**Task**
Using the page excerpt on Soto Zen teachers in Japan, explain in one to three sentences why many older priests with shiho are called roshi.
··· Page excerpt
Western myth of zen by far exaggerated this dharma transmission. In Japan it is imperative to get the work in the temple including one to two years in the monastery. The length of time depends on previous education. One with degree from Komazawa Uni. may stay even 6 months in the sodo, and that is enough.

So who is a zan master in soto in Japan? First are priests with shiho and completed monastic training. Then they have to stay in the monastery for many years. Really long. In the mantime they have to get degree of shike, before getting jun-shike. Shike means teacher or master. One who can train monks on full scale. Jun-shike is supporting teacher, or kind of helper, or junior teacher, who does not hold full rights as shike.

Therefore from thousands of priests holding shiho, or dharma transmission, only few dozens are in fact considered soto teachers in this sense as it is viewed in the West. I do not wonder that article says how difficut it is to figue out who is who in the West, and that many people hold titles without deserving it.

As for the title 'roshi' in Japan... many older priests with shiho are called roshi. And it is due to social custom among soto priests and lay followers, or temple members. It does not carry meaning of zen master per se. Roshi in the West is a big thing, but misunderstandings may appear very easily.

Concerning shike, or zen masters of soto school in Japan. They are gethered in their own respective body called shikekai - or assembly of masters. There are not that many in fact, as I wrote before. Among them are very different people with different views and experience. They are not immune to criticism or so. Sometimes they were even quarelles or sort of fights among them. There were factions who followed strong view on the necessity of kensho, satori and koan practice, others opposed it strongly advocating only shikan taza. There were many more problems due to human fails as well. Very few among them were or are in favor of zazen, most of them keep safely to as little zazen as possible. This is the wrold of zen masteres in Japan, or shike of soto zen. And hold on, it is not all... in this very inner or close circles, they know who is who.. and on the top of it, among themselves without saying much they would consider only few to be real zen masters... knowing somehow about their geniune experience in zazen practice, since it is not any guarantee that shike is realized individual.
······
··· Listed records
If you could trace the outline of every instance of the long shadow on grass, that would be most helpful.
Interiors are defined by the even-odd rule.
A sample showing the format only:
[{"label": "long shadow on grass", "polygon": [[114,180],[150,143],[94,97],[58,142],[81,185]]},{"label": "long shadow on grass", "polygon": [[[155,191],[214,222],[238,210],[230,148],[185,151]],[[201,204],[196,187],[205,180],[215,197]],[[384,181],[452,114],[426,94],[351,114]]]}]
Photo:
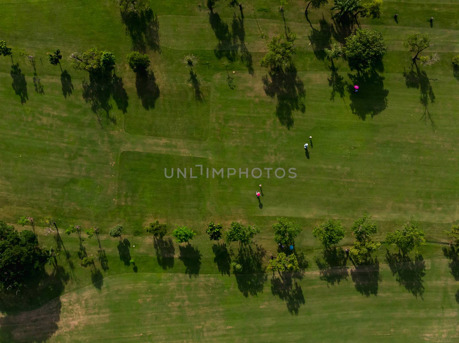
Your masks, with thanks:
[{"label": "long shadow on grass", "polygon": [[47,342],[57,330],[62,307],[59,295],[70,277],[61,266],[50,275],[44,269],[41,273],[17,294],[16,290],[0,292],[0,310],[6,315],[0,318],[0,342],[41,343]]},{"label": "long shadow on grass", "polygon": [[16,63],[11,66],[11,71],[10,75],[13,79],[11,86],[14,90],[16,95],[18,95],[21,98],[21,103],[25,103],[28,100],[28,95],[27,94],[27,82],[26,81],[25,76],[22,74],[22,71],[19,68],[19,64]]},{"label": "long shadow on grass", "polygon": [[146,109],[155,108],[155,103],[159,97],[159,88],[153,71],[138,71],[135,74],[135,87],[142,106]]},{"label": "long shadow on grass", "polygon": [[459,249],[458,247],[452,245],[443,248],[443,254],[450,261],[448,266],[451,269],[451,273],[456,281],[459,281]]},{"label": "long shadow on grass", "polygon": [[[373,118],[386,109],[389,91],[384,88],[383,76],[374,69],[347,75],[351,80],[348,88],[353,113],[364,120],[367,115]],[[354,89],[354,85],[360,87],[358,92]]]},{"label": "long shadow on grass", "polygon": [[271,292],[285,302],[287,309],[291,314],[298,315],[302,305],[305,304],[301,286],[295,280],[301,278],[301,274],[279,273],[279,278],[273,275],[271,279]]},{"label": "long shadow on grass", "polygon": [[189,243],[185,246],[180,245],[179,249],[180,250],[179,259],[185,265],[185,273],[188,274],[190,278],[197,277],[201,269],[202,254],[197,248]]},{"label": "long shadow on grass", "polygon": [[175,248],[170,238],[166,239],[153,239],[153,245],[156,250],[156,259],[158,264],[163,269],[173,268],[174,264],[174,256]]},{"label": "long shadow on grass", "polygon": [[312,30],[308,37],[311,42],[314,54],[318,59],[323,61],[325,59],[324,49],[331,48],[331,29],[333,26],[328,23],[323,15],[322,19],[319,21],[319,30],[314,28],[307,16],[306,20],[309,23]]},{"label": "long shadow on grass", "polygon": [[230,270],[231,269],[231,256],[226,245],[225,243],[214,244],[212,246],[212,251],[215,255],[213,261],[217,263],[218,271],[222,273],[222,275],[227,274],[229,276]]},{"label": "long shadow on grass", "polygon": [[62,94],[64,98],[72,94],[73,90],[73,84],[72,83],[72,76],[67,70],[64,70],[61,74],[61,84],[62,86]]},{"label": "long shadow on grass", "polygon": [[276,115],[282,125],[290,129],[293,126],[294,110],[304,113],[306,107],[303,103],[305,92],[304,84],[297,75],[293,65],[285,70],[270,71],[262,78],[266,95],[277,97]]},{"label": "long shadow on grass", "polygon": [[121,12],[126,33],[132,41],[133,50],[145,52],[147,48],[161,52],[159,21],[151,9],[136,13]]},{"label": "long shadow on grass", "polygon": [[239,249],[235,261],[242,267],[240,272],[234,272],[237,288],[245,297],[257,295],[263,292],[268,276],[263,266],[263,258],[266,250],[255,245],[253,249],[250,245],[242,245]]},{"label": "long shadow on grass", "polygon": [[415,88],[419,89],[420,101],[424,108],[424,113],[421,117],[421,120],[427,124],[427,119],[430,122],[432,128],[437,129],[430,112],[429,111],[429,103],[432,103],[435,101],[435,94],[434,94],[432,86],[430,84],[430,79],[427,77],[425,71],[420,70],[415,63],[411,65],[411,69],[403,70],[403,76],[405,78],[405,84],[408,88]]},{"label": "long shadow on grass", "polygon": [[346,266],[347,258],[341,248],[331,248],[324,250],[322,258],[316,260],[320,273],[320,278],[332,286],[347,280],[349,273]]},{"label": "long shadow on grass", "polygon": [[374,260],[370,257],[364,263],[357,266],[354,264],[354,268],[351,270],[351,277],[354,287],[361,294],[367,297],[371,294],[376,295],[378,283],[381,279],[378,259]]},{"label": "long shadow on grass", "polygon": [[118,253],[119,254],[119,259],[123,261],[125,266],[131,265],[131,253],[129,251],[129,247],[131,243],[127,238],[120,240],[118,243]]},{"label": "long shadow on grass", "polygon": [[416,298],[419,295],[422,299],[424,293],[422,278],[425,275],[425,263],[422,255],[417,254],[413,261],[408,255],[392,254],[387,250],[386,261],[398,284]]}]

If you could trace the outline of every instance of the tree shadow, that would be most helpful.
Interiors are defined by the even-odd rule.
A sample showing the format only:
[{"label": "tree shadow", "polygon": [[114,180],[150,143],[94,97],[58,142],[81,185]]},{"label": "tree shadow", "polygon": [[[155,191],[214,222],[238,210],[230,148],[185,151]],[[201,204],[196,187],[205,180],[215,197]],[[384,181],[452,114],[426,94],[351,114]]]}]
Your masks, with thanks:
[{"label": "tree shadow", "polygon": [[155,108],[155,103],[159,97],[159,88],[156,84],[155,74],[151,70],[138,71],[135,74],[137,96],[146,109]]},{"label": "tree shadow", "polygon": [[131,265],[131,253],[129,251],[130,242],[127,238],[120,240],[118,243],[118,253],[119,259],[123,261],[125,266]]},{"label": "tree shadow", "polygon": [[185,265],[185,273],[188,274],[190,278],[191,276],[197,277],[199,275],[202,255],[197,247],[189,243],[185,246],[180,245],[179,249],[180,250],[179,259]]},{"label": "tree shadow", "polygon": [[72,83],[72,77],[67,70],[61,74],[61,84],[62,85],[62,94],[64,98],[72,94],[73,90],[73,84]]},{"label": "tree shadow", "polygon": [[122,12],[121,19],[132,41],[133,50],[145,53],[148,48],[161,53],[159,21],[151,9],[133,14]]},{"label": "tree shadow", "polygon": [[236,277],[237,288],[245,297],[249,294],[256,296],[263,292],[264,283],[268,280],[263,266],[266,254],[266,250],[257,245],[255,245],[255,250],[250,245],[243,245],[239,249],[235,260],[242,266],[242,270],[241,272],[233,272]]},{"label": "tree shadow", "polygon": [[173,267],[175,248],[172,240],[170,238],[165,240],[155,238],[153,243],[156,250],[156,259],[158,261],[158,264],[165,270],[168,268]]},{"label": "tree shadow", "polygon": [[[384,78],[375,70],[348,74],[347,76],[351,80],[348,89],[353,113],[364,120],[367,115],[373,118],[386,109],[389,91],[384,88]],[[358,92],[355,92],[354,85],[359,86]]]},{"label": "tree shadow", "polygon": [[15,290],[0,293],[0,342],[45,342],[54,334],[60,320],[60,295],[70,279],[62,267],[50,275],[44,270],[17,294]]},{"label": "tree shadow", "polygon": [[406,68],[403,70],[403,76],[405,78],[405,84],[407,87],[419,89],[420,93],[420,101],[424,107],[424,113],[421,117],[421,120],[423,120],[426,124],[428,119],[432,128],[436,130],[437,125],[429,111],[429,103],[435,102],[435,94],[434,94],[430,84],[430,79],[427,77],[425,71],[420,70],[417,64],[415,63],[411,65],[409,70],[407,71]]},{"label": "tree shadow", "polygon": [[262,78],[265,93],[269,97],[277,97],[276,115],[279,121],[288,129],[293,126],[293,110],[302,113],[306,107],[302,99],[305,95],[304,84],[297,75],[296,68],[292,66],[285,71],[270,71],[269,76]]},{"label": "tree shadow", "polygon": [[331,71],[331,75],[328,80],[328,85],[331,87],[331,93],[330,95],[330,100],[335,100],[335,96],[338,94],[340,98],[344,98],[344,90],[347,86],[347,82],[344,81],[344,77],[338,73],[338,68],[335,65],[333,60],[331,60],[331,66],[329,67]]},{"label": "tree shadow", "polygon": [[271,292],[287,304],[287,309],[291,314],[298,315],[300,307],[305,301],[301,286],[295,279],[295,274],[281,273],[280,277],[271,279]]},{"label": "tree shadow", "polygon": [[201,90],[201,82],[198,80],[197,75],[193,71],[190,71],[190,78],[188,81],[191,83],[191,87],[195,91],[195,100],[202,103],[204,101],[204,94]]},{"label": "tree shadow", "polygon": [[387,262],[392,275],[398,284],[403,286],[407,291],[416,298],[422,298],[424,293],[422,278],[425,275],[425,263],[422,255],[416,254],[413,261],[408,255],[399,253],[392,254],[387,250],[386,261]]},{"label": "tree shadow", "polygon": [[19,63],[13,64],[11,66],[10,75],[13,79],[11,86],[14,90],[14,93],[21,98],[21,103],[25,103],[28,100],[28,95],[27,94],[27,82],[26,81],[25,76],[22,74],[22,71],[19,68]]},{"label": "tree shadow", "polygon": [[355,284],[354,287],[361,294],[367,297],[377,295],[378,283],[381,279],[378,259],[373,260],[370,257],[364,263],[358,266],[354,264],[354,269],[351,269],[351,277]]},{"label": "tree shadow", "polygon": [[321,259],[316,260],[319,267],[320,278],[332,286],[340,284],[343,280],[347,280],[349,274],[346,266],[347,258],[341,248],[325,249]]},{"label": "tree shadow", "polygon": [[448,267],[451,270],[451,275],[456,281],[459,281],[459,249],[457,247],[452,245],[448,249],[443,248],[443,254],[448,258],[451,261]]},{"label": "tree shadow", "polygon": [[212,251],[215,255],[213,261],[217,263],[218,271],[222,273],[222,276],[227,274],[229,276],[231,269],[231,256],[226,245],[225,243],[214,244],[212,246]]},{"label": "tree shadow", "polygon": [[322,19],[319,21],[319,30],[314,28],[307,16],[306,20],[312,30],[311,34],[308,37],[312,46],[314,54],[318,59],[323,61],[325,59],[324,49],[331,48],[331,29],[333,26],[328,23],[323,15]]}]

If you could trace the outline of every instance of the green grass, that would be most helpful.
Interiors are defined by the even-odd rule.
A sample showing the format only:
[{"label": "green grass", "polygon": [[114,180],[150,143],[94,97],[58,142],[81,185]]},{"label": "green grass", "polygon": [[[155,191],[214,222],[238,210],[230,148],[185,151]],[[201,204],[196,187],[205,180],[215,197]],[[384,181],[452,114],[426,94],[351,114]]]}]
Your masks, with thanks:
[{"label": "green grass", "polygon": [[[212,23],[203,4],[201,10],[193,1],[152,4],[160,51],[147,53],[159,93],[147,109],[125,62],[132,42],[114,0],[74,0],[57,6],[46,1],[0,0],[0,39],[13,51],[24,49],[36,56],[44,92],[34,90],[27,58],[14,54],[13,62],[19,64],[27,82],[27,97],[22,103],[11,86],[11,60],[0,58],[0,218],[15,223],[22,215],[37,221],[51,215],[61,230],[70,224],[99,226],[109,267],[101,269],[101,287],[95,288],[90,271],[79,266],[77,239],[63,237],[74,265],[71,271],[62,248],[59,263],[68,273],[65,288],[49,288],[29,304],[32,312],[6,312],[10,315],[0,319],[0,341],[457,340],[458,285],[451,275],[455,265],[448,266],[437,243],[447,241],[444,231],[459,219],[459,84],[450,63],[459,52],[457,2],[385,1],[381,18],[360,20],[363,27],[381,32],[388,51],[383,68],[358,81],[361,88],[355,94],[349,87],[355,72],[338,61],[334,73],[323,59],[323,48],[342,38],[330,19],[329,7],[309,11],[313,29],[304,18],[303,2],[291,2],[285,8],[285,25],[298,34],[299,49],[294,60],[297,78],[283,85],[291,90],[284,98],[267,94],[263,78],[270,77],[258,66],[266,42],[286,29],[278,2],[244,4],[243,22],[238,7],[228,2],[217,2],[214,12],[222,21],[214,14]],[[235,44],[240,46],[243,38],[251,67],[246,56],[241,59],[240,48],[236,55],[219,49],[218,38],[225,37],[226,27],[239,33]],[[403,46],[409,35],[418,32],[429,33],[438,44],[431,51],[441,59],[422,67],[422,85],[405,77],[411,59]],[[109,101],[111,120],[104,113],[97,120],[82,96],[88,76],[69,66],[70,54],[93,47],[115,54],[116,75],[125,90],[126,96],[121,92]],[[60,69],[46,56],[56,48],[64,56],[62,69],[71,76],[73,89],[66,97]],[[200,100],[183,63],[184,55],[191,54],[198,59],[193,70]],[[228,67],[232,80],[223,64],[226,56],[234,58]],[[336,84],[334,93],[332,80],[340,77],[347,83]],[[294,91],[294,82],[298,86]],[[289,127],[283,124],[288,120],[276,115],[279,107],[286,109],[284,113],[291,110]],[[302,146],[310,135],[313,147],[307,159]],[[164,176],[165,168],[196,164],[249,170],[295,168],[298,176]],[[265,195],[262,208],[254,196],[259,183]],[[418,268],[421,264],[405,266],[414,272],[403,274],[405,283],[400,284],[385,261],[383,245],[374,256],[381,277],[375,296],[356,289],[350,263],[347,278],[339,284],[321,279],[316,260],[322,251],[311,235],[314,226],[332,217],[341,219],[348,232],[364,213],[378,224],[381,240],[408,220],[421,222],[430,242],[419,251],[425,271]],[[296,247],[308,265],[304,277],[297,280],[304,299],[297,314],[286,304],[301,300],[300,293],[294,297],[287,288],[284,294],[291,298],[281,299],[271,291],[270,275],[258,284],[256,276],[245,279],[232,272],[222,275],[205,233],[210,221],[257,224],[262,229],[257,242],[266,250],[261,260],[265,265],[276,253],[270,226],[278,216],[292,218],[304,228]],[[175,244],[168,250],[174,258],[168,264],[157,258],[151,237],[130,235],[156,219],[167,223],[169,232],[175,224],[196,231],[193,245],[199,252]],[[118,240],[106,235],[118,223],[124,227],[136,273],[120,259]],[[40,244],[56,246],[50,235],[43,235],[41,228],[38,231]],[[95,239],[83,242],[89,255],[98,254]],[[348,234],[343,244],[352,241]],[[232,248],[237,255],[237,247]],[[191,273],[198,262],[199,274]],[[247,280],[254,283],[256,295],[244,296]],[[423,290],[422,296],[410,293],[414,286]],[[48,302],[54,296],[60,296]],[[42,333],[37,337],[39,327]]]}]

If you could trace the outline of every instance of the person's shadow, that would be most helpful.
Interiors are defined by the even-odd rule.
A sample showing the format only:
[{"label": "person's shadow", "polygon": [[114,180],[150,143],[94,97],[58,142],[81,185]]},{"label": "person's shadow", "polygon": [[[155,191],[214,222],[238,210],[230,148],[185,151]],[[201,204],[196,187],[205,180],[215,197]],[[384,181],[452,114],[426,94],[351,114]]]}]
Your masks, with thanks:
[{"label": "person's shadow", "polygon": [[304,153],[306,155],[306,158],[308,158],[308,159],[309,159],[309,152],[308,151],[308,150],[307,149],[304,149]]}]

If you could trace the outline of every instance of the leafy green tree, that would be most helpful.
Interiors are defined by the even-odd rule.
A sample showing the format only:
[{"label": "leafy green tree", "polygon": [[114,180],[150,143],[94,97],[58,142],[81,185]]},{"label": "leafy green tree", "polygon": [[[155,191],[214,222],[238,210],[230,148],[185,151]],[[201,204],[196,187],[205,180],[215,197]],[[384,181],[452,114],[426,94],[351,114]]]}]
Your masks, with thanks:
[{"label": "leafy green tree", "polygon": [[223,228],[222,224],[218,223],[215,225],[213,222],[209,223],[207,226],[206,233],[209,235],[211,240],[219,240],[222,238],[222,230]]},{"label": "leafy green tree", "polygon": [[47,257],[38,245],[31,230],[20,232],[0,221],[0,289],[17,289],[40,272]]},{"label": "leafy green tree", "polygon": [[11,46],[6,45],[6,42],[4,40],[0,40],[0,54],[3,56],[11,56],[13,54],[12,49]]},{"label": "leafy green tree", "polygon": [[449,231],[446,231],[446,233],[456,245],[459,245],[459,225],[453,225],[451,229]]},{"label": "leafy green tree", "polygon": [[295,44],[297,37],[295,33],[290,33],[286,39],[283,34],[273,37],[267,44],[268,52],[260,60],[260,65],[281,71],[290,65],[297,49]]},{"label": "leafy green tree", "polygon": [[227,243],[239,242],[240,246],[253,242],[253,238],[260,230],[255,225],[244,226],[238,222],[232,222],[225,232]]},{"label": "leafy green tree", "polygon": [[305,1],[308,2],[306,9],[304,10],[304,14],[306,16],[308,15],[308,9],[309,8],[309,5],[312,5],[313,8],[317,9],[328,3],[328,0],[305,0]]},{"label": "leafy green tree", "polygon": [[425,244],[425,232],[420,228],[419,223],[410,222],[402,229],[388,232],[386,240],[389,244],[395,244],[403,254],[406,254]]},{"label": "leafy green tree", "polygon": [[119,237],[121,240],[121,233],[123,232],[123,226],[119,224],[114,226],[108,231],[108,234],[112,237]]},{"label": "leafy green tree", "polygon": [[48,55],[48,59],[49,60],[50,63],[53,65],[57,65],[58,64],[60,64],[60,60],[62,59],[61,50],[59,49],[56,49],[56,50],[54,53],[50,54]]},{"label": "leafy green tree", "polygon": [[273,224],[274,229],[274,241],[283,245],[293,244],[295,238],[303,230],[298,225],[294,224],[287,219],[280,217],[276,218],[277,223]]},{"label": "leafy green tree", "polygon": [[150,10],[148,0],[119,0],[121,12],[125,14],[140,16],[142,12]]},{"label": "leafy green tree", "polygon": [[92,74],[103,74],[113,69],[115,55],[109,51],[97,50],[95,48],[87,50],[83,54],[70,55],[70,65],[77,70],[84,70]]},{"label": "leafy green tree", "polygon": [[280,275],[281,272],[298,272],[300,267],[294,254],[287,256],[283,252],[280,252],[277,257],[269,260],[267,269],[273,273],[277,272]]},{"label": "leafy green tree", "polygon": [[179,243],[187,243],[196,235],[196,233],[186,226],[179,226],[172,231],[172,236],[175,237],[175,241]]},{"label": "leafy green tree", "polygon": [[326,249],[336,245],[344,237],[344,229],[339,220],[329,219],[313,230],[313,235]]},{"label": "leafy green tree", "polygon": [[85,256],[81,259],[81,265],[84,267],[89,267],[94,265],[94,256],[92,255],[90,256]]},{"label": "leafy green tree", "polygon": [[140,54],[138,51],[133,51],[128,54],[126,60],[129,67],[134,73],[145,71],[150,65],[148,55]]},{"label": "leafy green tree", "polygon": [[428,35],[425,33],[424,34],[415,33],[408,37],[408,41],[405,43],[404,45],[410,53],[414,54],[414,56],[413,56],[413,62],[415,63],[416,60],[420,60],[418,57],[420,53],[427,48],[435,44],[431,44],[431,39]]},{"label": "leafy green tree", "polygon": [[148,226],[145,228],[146,232],[149,234],[152,234],[155,238],[159,238],[162,240],[162,237],[166,235],[167,232],[166,229],[166,224],[160,223],[159,221],[157,219],[154,222],[150,223]]},{"label": "leafy green tree", "polygon": [[32,229],[35,232],[35,219],[31,217],[23,216],[19,218],[17,221],[17,224],[23,227],[24,225],[30,225]]}]

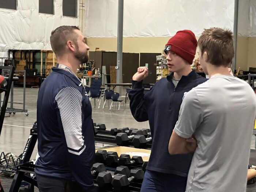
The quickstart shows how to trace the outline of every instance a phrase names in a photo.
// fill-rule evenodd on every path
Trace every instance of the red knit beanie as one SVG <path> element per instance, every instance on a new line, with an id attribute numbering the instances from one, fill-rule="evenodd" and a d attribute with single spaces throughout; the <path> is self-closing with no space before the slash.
······
**Response to this exercise**
They are called roshi because of a social custom among Soto priests and lay followers, or temple members. The title does not itself mean that the priest is a zen master.